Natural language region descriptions
= = = = = = =

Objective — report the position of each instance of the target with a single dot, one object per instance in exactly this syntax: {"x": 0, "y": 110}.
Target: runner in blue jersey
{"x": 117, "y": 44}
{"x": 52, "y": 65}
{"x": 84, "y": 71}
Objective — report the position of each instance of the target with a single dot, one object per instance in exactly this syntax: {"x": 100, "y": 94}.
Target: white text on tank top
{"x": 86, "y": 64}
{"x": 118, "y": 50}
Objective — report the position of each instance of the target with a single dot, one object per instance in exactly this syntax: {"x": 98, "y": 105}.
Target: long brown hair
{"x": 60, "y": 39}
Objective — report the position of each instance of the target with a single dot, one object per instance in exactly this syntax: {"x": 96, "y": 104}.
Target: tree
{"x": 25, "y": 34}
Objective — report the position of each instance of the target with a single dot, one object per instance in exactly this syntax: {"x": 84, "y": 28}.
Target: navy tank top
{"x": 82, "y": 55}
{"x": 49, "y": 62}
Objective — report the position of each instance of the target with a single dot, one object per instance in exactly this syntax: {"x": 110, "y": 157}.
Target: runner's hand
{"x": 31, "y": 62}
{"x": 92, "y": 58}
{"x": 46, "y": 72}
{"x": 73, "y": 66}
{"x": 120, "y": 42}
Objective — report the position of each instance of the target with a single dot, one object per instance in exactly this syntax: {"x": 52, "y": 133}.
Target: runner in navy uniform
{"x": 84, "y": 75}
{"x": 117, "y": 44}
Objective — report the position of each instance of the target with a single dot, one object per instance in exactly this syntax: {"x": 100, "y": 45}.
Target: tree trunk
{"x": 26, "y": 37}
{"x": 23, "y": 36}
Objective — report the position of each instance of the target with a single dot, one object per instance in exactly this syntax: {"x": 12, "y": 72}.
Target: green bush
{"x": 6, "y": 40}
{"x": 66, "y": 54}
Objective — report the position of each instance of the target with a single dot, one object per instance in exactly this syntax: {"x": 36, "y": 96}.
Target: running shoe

= = = = = = =

Problem to solve:
Retype each entry without altering a single word.

Reply to the exercise:
Objective — report the position of each instance of the target with a single dot, one object per instance in exactly this syntax: {"x": 0, "y": 110}.
Target: runner in blue jersey
{"x": 117, "y": 44}
{"x": 52, "y": 65}
{"x": 84, "y": 71}
Objective — report the position of each instance of the target with a single dot, one object per instance in exactly this syntax: {"x": 100, "y": 94}.
Target: white text on tank top
{"x": 86, "y": 64}
{"x": 118, "y": 50}
Objective — report the position of each instance of the target with a single dot, one object per instance in exactly this syntax: {"x": 98, "y": 105}.
Target: long brown hair
{"x": 60, "y": 39}
Objective — report the position of each instance of the target with a single dot, one object per instance in exactly this syntax: {"x": 96, "y": 104}.
Target: tree
{"x": 25, "y": 34}
Objective — report the position of each instance of the target with a single dot, one object per instance in exactly this syntax: {"x": 84, "y": 28}.
Target: navy tank top
{"x": 82, "y": 55}
{"x": 49, "y": 62}
Objective — report the position of each instance of the target with a single dot, one object per instance in exactly this syntax: {"x": 110, "y": 157}.
Target: runner's hand
{"x": 31, "y": 62}
{"x": 92, "y": 58}
{"x": 46, "y": 72}
{"x": 73, "y": 66}
{"x": 120, "y": 42}
Objective — report the position of each instance of the target with a single dot, one object per instance in exactly this syntax: {"x": 52, "y": 133}.
Target: runner in navy uniform
{"x": 84, "y": 75}
{"x": 117, "y": 44}
Objective — report the position of each instance of the target with a single dot, one object per instance in exactly this syntax: {"x": 100, "y": 45}.
Target: tree trunk
{"x": 26, "y": 37}
{"x": 23, "y": 36}
Objective — report the position of each instance of the target with a single dot, one object per instance in exactly this syntax: {"x": 12, "y": 72}.
Target: green bush
{"x": 6, "y": 40}
{"x": 66, "y": 54}
Objective — report the position of each instance of the target with a single dot, one object per instance in exactly this syntax: {"x": 36, "y": 96}.
Target: running shoe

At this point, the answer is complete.